§ Текст для изучения
Я начал это письмо, когда получил закрытое письмо ЦК ВКП, но отложил, чувствуя, что мне не доверяют, сочтут за дипломатический ход…

Теперь я кончаю это письмо, прочитав постановление суда о привлечении меня к следствию, и после вчерашнего заседания парторганизации Огиза.

Я чувствую, что этого я не перенесу, я слишком устал от подобных встрясок, я не могу перенести, когда меня ставят на одну доску с фашистами; я признаю, что у меня великие провинности перед партией, – о них написано в письме (не окончено – в Огизе). Я говорил об этом на партсобрании. Мне не верят. Пережить я этого не могу. Оканчиваю двумя просьбами – не верь клевете и болтовне перепуганных людей; 2) не забудьте о моей семье. Прошу прощение у партии за старые ошибки, прошу не верить Зиновьеву и Кам<еневу>. Так, стало быть, нужно. Я ухожу. Желаю партии и всем вам новых великих побед!

М. Томский

22/VIII 1936

Болшево

P.S. Вспомни наш разговор в 1928 г. ночью. Не принимай всерьез того, что я тогда сболтнул – я глубо<ко> в этом раскаивался всегда [7]. Но переубедить тебя не мог, ибо ведь ты бы мне не поверил. Если ты захочешь знать, кто те люди, которые толкали меня на путь правой оппозиции в мае 1928 года – спроси мою жену лично, только тогда она их назовет [8].

М. Томский

 

 

РГАСПИ Ф. 17, Оп. 171, Д. 235, Л. 46-50. Автограф.

Опубликовано: Родина, 1996 г., № 2, с. 92-93.


[1] ОГИЗ – Объединение государственных книжно-журнальных издательств при Наркомпросе РСФСР.

[2] ГИХЛ – Государственное издательство художественной литературы.

§ Предоставленные материалы
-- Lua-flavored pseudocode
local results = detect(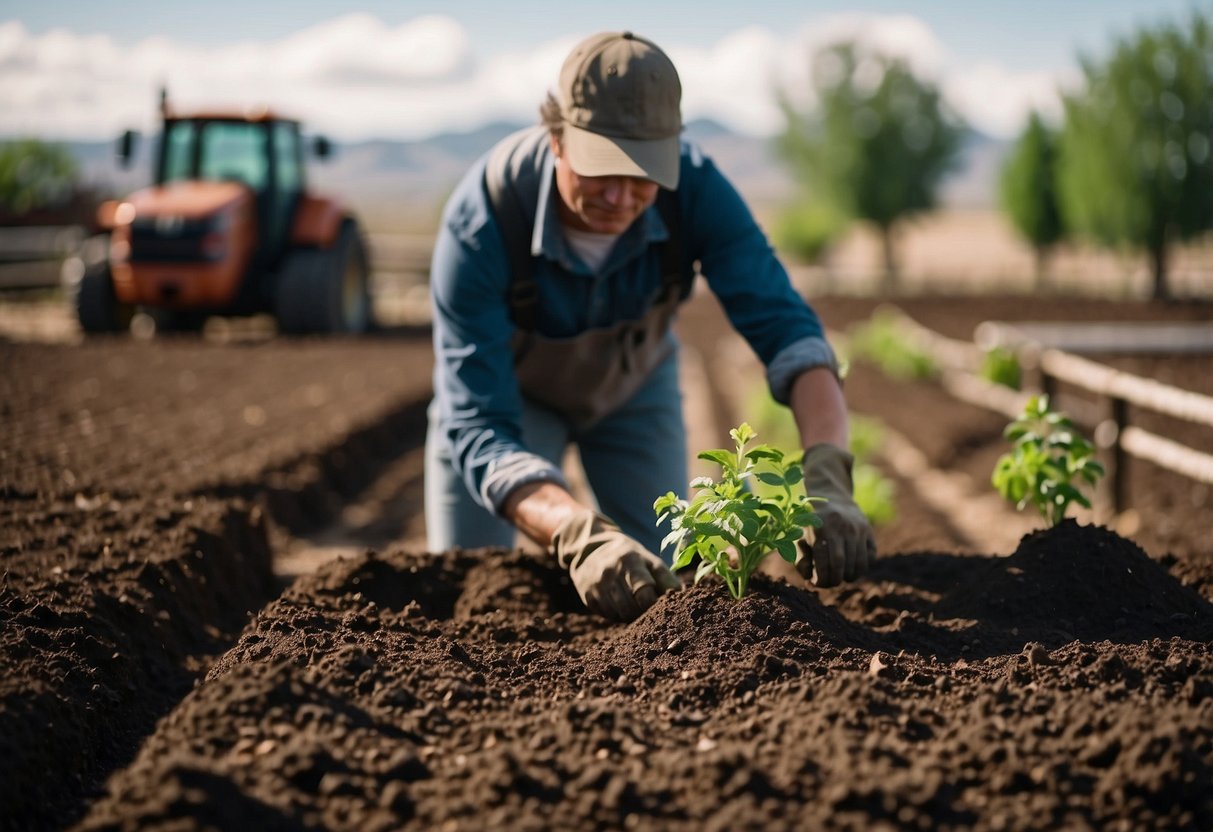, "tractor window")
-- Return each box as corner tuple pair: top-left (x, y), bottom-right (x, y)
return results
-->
(199, 121), (269, 190)
(164, 121), (198, 182)
(274, 121), (303, 194)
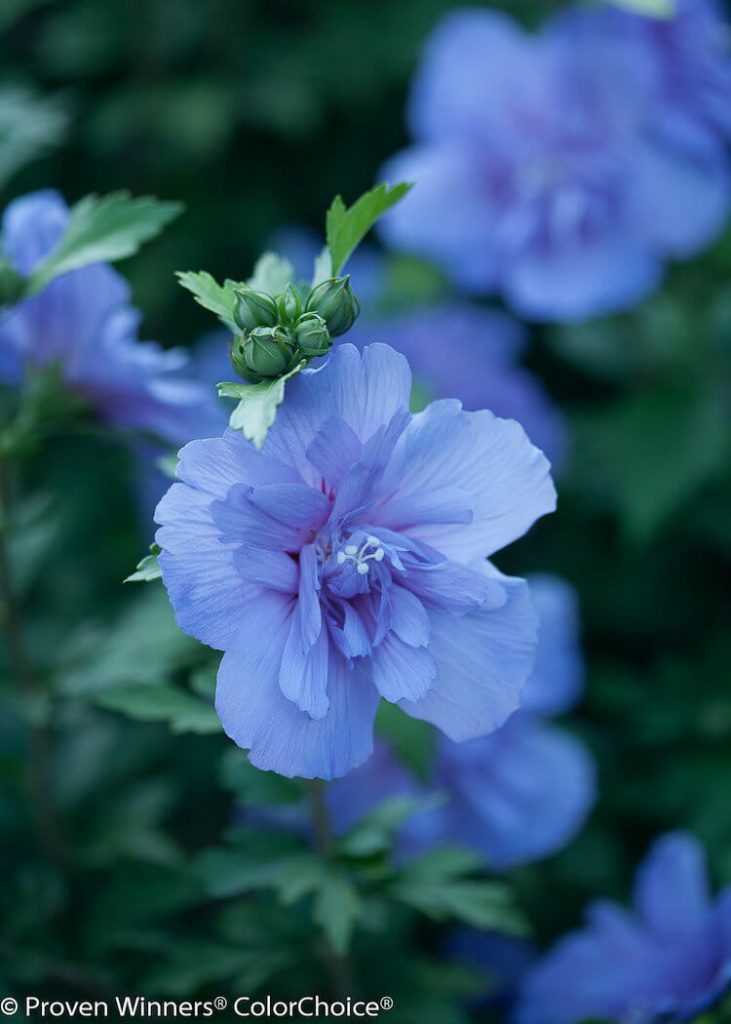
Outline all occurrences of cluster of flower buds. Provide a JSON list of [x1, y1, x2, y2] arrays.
[[231, 275, 360, 383]]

§ Задание
Перечислите без повторов все годы, которые упоминаются в тексте для изучения, включая дату письма и выходные данные публикации. Приведенные материалы самостоятельны и с текстом для изучения не связаны.

§ Ответ к заданию
1928, 1936, 1996